*PROBLEM STATEMENT*: Retype all of the data exactly as given.
%%
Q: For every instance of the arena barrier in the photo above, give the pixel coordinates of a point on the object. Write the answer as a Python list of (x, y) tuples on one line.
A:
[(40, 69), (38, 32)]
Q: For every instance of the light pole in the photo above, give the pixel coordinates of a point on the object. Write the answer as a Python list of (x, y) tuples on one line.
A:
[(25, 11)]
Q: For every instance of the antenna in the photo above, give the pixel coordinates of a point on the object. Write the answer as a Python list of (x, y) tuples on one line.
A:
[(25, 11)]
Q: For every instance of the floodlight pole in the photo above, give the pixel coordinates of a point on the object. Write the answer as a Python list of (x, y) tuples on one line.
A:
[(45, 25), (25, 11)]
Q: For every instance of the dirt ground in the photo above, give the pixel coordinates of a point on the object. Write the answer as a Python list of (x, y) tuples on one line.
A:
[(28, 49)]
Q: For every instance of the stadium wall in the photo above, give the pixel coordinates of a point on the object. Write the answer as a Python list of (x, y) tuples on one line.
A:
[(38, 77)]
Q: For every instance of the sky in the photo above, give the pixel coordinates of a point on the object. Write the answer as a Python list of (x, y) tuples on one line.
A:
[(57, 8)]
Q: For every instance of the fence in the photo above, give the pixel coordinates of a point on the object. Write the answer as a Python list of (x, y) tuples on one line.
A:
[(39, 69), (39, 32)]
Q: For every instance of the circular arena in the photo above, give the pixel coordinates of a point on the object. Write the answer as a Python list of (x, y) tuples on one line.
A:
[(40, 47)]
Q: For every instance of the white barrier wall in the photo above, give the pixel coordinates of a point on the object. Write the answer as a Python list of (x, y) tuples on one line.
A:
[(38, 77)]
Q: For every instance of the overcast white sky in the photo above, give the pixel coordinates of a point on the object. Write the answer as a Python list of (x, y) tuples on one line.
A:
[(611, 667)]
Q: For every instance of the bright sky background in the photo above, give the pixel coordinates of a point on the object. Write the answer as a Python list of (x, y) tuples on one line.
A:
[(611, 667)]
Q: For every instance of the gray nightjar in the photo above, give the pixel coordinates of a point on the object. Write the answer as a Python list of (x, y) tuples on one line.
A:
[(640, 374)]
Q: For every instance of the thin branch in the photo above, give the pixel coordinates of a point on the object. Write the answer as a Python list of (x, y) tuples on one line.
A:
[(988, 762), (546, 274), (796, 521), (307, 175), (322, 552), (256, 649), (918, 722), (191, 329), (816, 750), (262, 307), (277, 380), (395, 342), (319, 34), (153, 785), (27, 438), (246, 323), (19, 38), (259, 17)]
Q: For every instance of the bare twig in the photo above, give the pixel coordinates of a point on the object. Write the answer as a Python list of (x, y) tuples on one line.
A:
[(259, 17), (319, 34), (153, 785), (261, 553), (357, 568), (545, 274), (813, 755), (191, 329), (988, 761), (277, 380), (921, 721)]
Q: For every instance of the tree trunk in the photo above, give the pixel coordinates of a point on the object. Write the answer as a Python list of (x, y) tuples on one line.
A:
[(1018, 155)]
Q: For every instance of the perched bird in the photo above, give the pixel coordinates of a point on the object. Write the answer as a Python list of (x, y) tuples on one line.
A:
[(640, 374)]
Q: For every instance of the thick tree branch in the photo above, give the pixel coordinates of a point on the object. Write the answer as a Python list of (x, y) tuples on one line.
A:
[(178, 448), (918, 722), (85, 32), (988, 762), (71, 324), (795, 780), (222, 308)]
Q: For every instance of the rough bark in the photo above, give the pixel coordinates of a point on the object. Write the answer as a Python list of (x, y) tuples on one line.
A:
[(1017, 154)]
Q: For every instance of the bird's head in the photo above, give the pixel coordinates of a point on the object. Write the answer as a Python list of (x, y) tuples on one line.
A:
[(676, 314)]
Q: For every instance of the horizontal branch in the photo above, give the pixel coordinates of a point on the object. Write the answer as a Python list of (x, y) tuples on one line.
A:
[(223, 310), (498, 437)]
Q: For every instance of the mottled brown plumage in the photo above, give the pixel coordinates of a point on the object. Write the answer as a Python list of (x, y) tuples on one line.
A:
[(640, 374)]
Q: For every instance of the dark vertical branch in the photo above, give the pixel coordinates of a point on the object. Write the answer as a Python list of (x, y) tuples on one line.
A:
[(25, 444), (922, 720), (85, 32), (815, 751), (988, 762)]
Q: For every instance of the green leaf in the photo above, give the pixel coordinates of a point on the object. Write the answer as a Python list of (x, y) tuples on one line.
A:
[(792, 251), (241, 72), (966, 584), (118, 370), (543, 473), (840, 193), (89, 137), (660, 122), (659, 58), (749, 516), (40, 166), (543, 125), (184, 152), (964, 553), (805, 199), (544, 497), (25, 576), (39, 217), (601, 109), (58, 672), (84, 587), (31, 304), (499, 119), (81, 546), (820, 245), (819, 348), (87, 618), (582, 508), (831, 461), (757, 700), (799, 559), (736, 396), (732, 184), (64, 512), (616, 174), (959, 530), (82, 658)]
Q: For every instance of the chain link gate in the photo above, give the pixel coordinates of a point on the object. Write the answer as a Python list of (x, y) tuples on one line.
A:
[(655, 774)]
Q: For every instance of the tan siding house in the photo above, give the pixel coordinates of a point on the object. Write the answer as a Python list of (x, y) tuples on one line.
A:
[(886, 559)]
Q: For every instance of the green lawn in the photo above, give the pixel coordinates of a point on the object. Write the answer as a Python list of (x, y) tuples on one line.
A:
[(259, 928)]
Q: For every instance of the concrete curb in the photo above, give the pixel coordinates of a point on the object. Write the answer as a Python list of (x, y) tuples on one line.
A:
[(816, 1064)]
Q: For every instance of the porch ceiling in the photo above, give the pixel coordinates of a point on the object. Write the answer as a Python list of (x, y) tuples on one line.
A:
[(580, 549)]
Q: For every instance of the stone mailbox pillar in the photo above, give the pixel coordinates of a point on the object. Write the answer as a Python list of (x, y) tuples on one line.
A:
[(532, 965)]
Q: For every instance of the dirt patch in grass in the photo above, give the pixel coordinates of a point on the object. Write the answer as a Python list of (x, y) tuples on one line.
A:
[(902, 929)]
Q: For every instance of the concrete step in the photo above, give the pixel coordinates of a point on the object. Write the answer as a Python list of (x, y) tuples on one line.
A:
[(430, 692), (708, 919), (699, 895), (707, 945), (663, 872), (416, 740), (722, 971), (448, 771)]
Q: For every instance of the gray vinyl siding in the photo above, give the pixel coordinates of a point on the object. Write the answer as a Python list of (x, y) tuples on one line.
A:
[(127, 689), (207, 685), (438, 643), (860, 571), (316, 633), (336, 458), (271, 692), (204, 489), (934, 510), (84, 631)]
%%
*SOLUTION*:
Q: For every instance of the arena barrier in the photo above, give the pixel coordinates of a point on the object. Write the answer as a Python list of (x, y) tuples on one line.
A:
[(40, 69), (38, 32)]
Q: For every instance of the light pole in the photo above, give the pixel coordinates of a point on the object. Write the answer as a Python list of (x, y) tuples on one line.
A:
[(25, 11)]
Q: For every instance of the antenna in the photo above, give the pixel coordinates of a point on the object. Write the answer as a Python list of (x, y) tuples on one line.
A:
[(25, 11)]
Q: For every instance of the floodlight pole in the photo above, give the pixel coordinates of a point on the object. Write the answer as a Python list of (x, y) tuples on one line.
A:
[(45, 25), (25, 11)]
Q: For every instance of the dirt ground in the photo above, give the pixel coordinates of a point on the object. Write the answer as a Python list of (x, y) tuples on one line.
A:
[(28, 49)]
Q: For every instance of the stadium wall in the photo above, give the pixel coordinates of a point on the object. Write the answer as a Python list of (x, y) tuples on one line.
A:
[(38, 77)]
Q: For every instance of the sky in the photo above, give the pixel coordinates of a point on the object. Write the answer as a Python list of (x, y) tuples on one line.
A:
[(57, 8)]
Q: For every instance of the fence in the photo above, give the pixel coordinates of a point on the object. Write the answer as a Python list of (x, y) tuples on one line.
A:
[(39, 69), (39, 32)]
Q: For every instance of the circular arena in the photo above, give the pixel coordinates of a point on the object. Write the answer as a Python list of (x, y) tuples on one line.
A:
[(40, 47)]
Q: For every instance of the white barrier wall in the photo above, give the pixel coordinates of a point on the object. Write the answer as a Python list of (x, y) tuples on one line.
A:
[(38, 77)]
Q: For every instance of the overcast white sky in the photo above, give the pixel coordinates of a point on the object. Write the answer as a Python list of (x, y) tuples on one line.
A:
[(611, 667)]
Q: For every instance of the bright sky background in the photo above, give the pixel coordinates of a point on the object. Write the answer as a Python list of (x, y) tuples on one line.
A:
[(611, 667)]
Q: For every instance of the gray nightjar in the photo above, give the pixel coordinates of a point on the object. Write the answer as a Python list of (x, y) tuples on one line.
A:
[(640, 374)]
Q: For every instance of the thin branch in the photo above, give the pixel coordinates of a point on the object. Write the answer as a Python list of (x, y) tuples on one line.
A:
[(988, 762), (546, 274), (796, 521), (307, 175), (322, 552), (256, 649), (918, 722), (191, 329), (816, 750), (262, 307), (277, 380), (395, 342), (319, 34), (153, 785), (27, 438), (246, 323), (19, 38), (259, 17)]
Q: For every instance of the bare twig in the photo above, give the pixel coordinates of a point on the object. Write the answer as a Python list of (x, y) tuples on one line.
A:
[(259, 17), (319, 34), (153, 785), (261, 553), (357, 568), (545, 274), (813, 755), (191, 329), (988, 761), (277, 380), (921, 721)]
Q: For every instance of the tree trunk in the photo above, give the pixel coordinates of a point on the object. Write the answer as a Python list of (x, y) tuples on one line.
A:
[(1018, 155)]
Q: For every instance of the perched bird in the photo above, give the pixel coordinates of a point on the object. Write the answer as a Python list of (x, y) tuples on one line.
A:
[(640, 374)]
Q: For every instance of the thick tree branch in the photo above, give the pixel coordinates of a point on the object. Write the answer as a Python list of (x, y) tuples on one line.
A:
[(178, 448), (918, 722), (85, 32), (988, 762), (71, 324), (795, 780), (222, 308)]
Q: For every instance of the rough bark in the photo above, give the pixel coordinates of a point on the object. Write the answer as a Python list of (x, y) tuples on one line.
A:
[(1017, 154)]
Q: For every instance of the bird's head in the photo above, give the pixel coordinates of a point on the object. Write the answer as a Python list of (x, y) tuples on one line.
A:
[(676, 314)]
Q: For every instance of the horizontal branch in the photo above, give the pixel coordinates of a point on the object. Write the answer as a Python list of (x, y) tuples on one line.
A:
[(223, 310), (498, 437)]
Q: For every instance of the mottled brown plumage in the photo above, give the pixel coordinates of a point on the object. Write the answer as a Python list of (x, y) tuples on one line.
A:
[(640, 374)]
Q: For every instance of the dark vertical branch in the photo above, give the pixel coordinates of a point on the object. Write the answer as a Python list of (x, y) tuples on one line.
A:
[(25, 444), (922, 720), (85, 32), (815, 751), (988, 762)]
Q: For every instance of the green leaf in the photo above, give the pixel coordinates of a point on the object. Write the answer as a Python list of (x, y) tuples on one line.
A:
[(792, 251), (241, 72), (966, 584), (118, 370), (543, 473), (840, 193), (89, 137), (660, 122), (659, 58), (749, 516), (40, 166), (543, 125), (184, 152), (964, 553), (805, 199), (544, 497), (25, 576), (39, 217), (601, 109), (58, 672), (84, 587), (31, 304), (499, 119), (81, 546), (820, 245), (819, 348), (87, 618), (582, 508), (831, 461), (757, 700), (799, 559), (736, 396), (732, 184), (64, 512), (616, 174), (959, 530), (82, 658)]
Q: For every instance of the chain link gate in the photo above, give the pixel coordinates of a point on the object. Write the answer as a Python list of (x, y) tuples on one line.
A:
[(655, 774)]
Q: For every instance of the tan siding house in the photo above, give the pixel coordinates of a point on the object. Write the answer as a Python list of (x, y) tuples on one line.
A:
[(886, 559)]
Q: For every instance of the green lawn in the photo above, give the pixel coordinates of a point on the object. Write the answer as a Python list of (x, y) tuples on one line.
A:
[(259, 928)]
Q: For every instance of the concrete curb in the photo above, give the pixel coordinates of a point on the object. Write the answer as a Python list of (x, y) tuples on one line.
A:
[(816, 1064)]
Q: For every instance of the porch ceiling in the photo above, give the pixel coordinates of a point on the object. Write the answer as a Python list of (x, y) tuples on one line.
A:
[(580, 549)]
Q: For every instance of the stone mailbox pillar in the photo above, give the pixel coordinates of a point on the object. Write the answer as a Python list of (x, y) tuples on one line.
A:
[(532, 965)]
Q: For every instance of the dirt patch in grass in the photo above, give the pixel coordinates of a point on the object. Write the answer as a Python list of (x, y) tuples on one line.
A:
[(902, 929)]
Q: For every instance of the concrete step in the photo above, give the pixel coordinates of a point on the object. Write the answer as a Python list of (x, y) tuples on one line.
A:
[(430, 692), (708, 919), (699, 895), (707, 945), (663, 872), (416, 740), (722, 971), (448, 771)]
Q: For every instance of the gray vinyl siding in the photo above, give the pixel coordinates of a point on the object. Write the answer as a Python list of (x, y) tuples on one line.
A:
[(127, 689), (207, 685), (438, 643), (860, 571), (316, 633), (336, 458), (271, 692), (204, 489), (934, 510), (84, 631)]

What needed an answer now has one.